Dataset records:
::::
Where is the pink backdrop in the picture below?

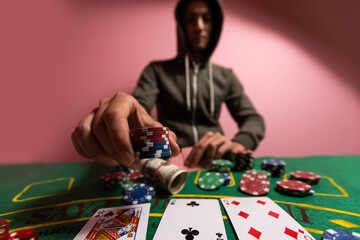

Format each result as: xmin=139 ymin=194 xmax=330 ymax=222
xmin=0 ymin=0 xmax=360 ymax=163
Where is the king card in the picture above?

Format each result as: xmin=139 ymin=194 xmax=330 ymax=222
xmin=74 ymin=203 xmax=150 ymax=240
xmin=221 ymin=197 xmax=315 ymax=240
xmin=153 ymin=199 xmax=227 ymax=240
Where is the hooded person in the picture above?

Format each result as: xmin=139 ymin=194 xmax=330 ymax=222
xmin=133 ymin=0 xmax=265 ymax=167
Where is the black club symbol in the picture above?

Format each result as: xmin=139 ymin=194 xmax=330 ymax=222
xmin=181 ymin=227 xmax=199 ymax=240
xmin=186 ymin=201 xmax=200 ymax=207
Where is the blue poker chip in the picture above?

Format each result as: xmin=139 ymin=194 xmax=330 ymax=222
::::
TO BE DONE:
Please rewrite all the items above, requests included, rescaling every bounding box coordinate in the answers by a factor of 2.35 and rounding each result to a whole number, with halves rounded up. Leave the pictures out of your answer.

WRITTEN RESPONSE:
Where is the pink backdrop in the picture below?


Format each result as: xmin=139 ymin=194 xmax=330 ymax=222
xmin=0 ymin=0 xmax=846 ymax=383
Where is the king card in the picture above?

Format each result as: xmin=139 ymin=194 xmax=330 ymax=222
xmin=174 ymin=477 xmax=353 ymax=564
xmin=519 ymin=463 xmax=740 ymax=564
xmin=360 ymin=468 xmax=533 ymax=564
Where is the hooded person in the picture above?

Format each result as: xmin=139 ymin=194 xmax=330 ymax=222
xmin=313 ymin=0 xmax=623 ymax=392
Where is the black club symbol in the picture above?

Format each result as: xmin=139 ymin=194 xmax=330 ymax=222
xmin=425 ymin=533 xmax=468 ymax=564
xmin=437 ymin=472 xmax=470 ymax=486
Where is the blue poker chip in the picture above?

Format each result as: xmin=139 ymin=194 xmax=330 ymax=222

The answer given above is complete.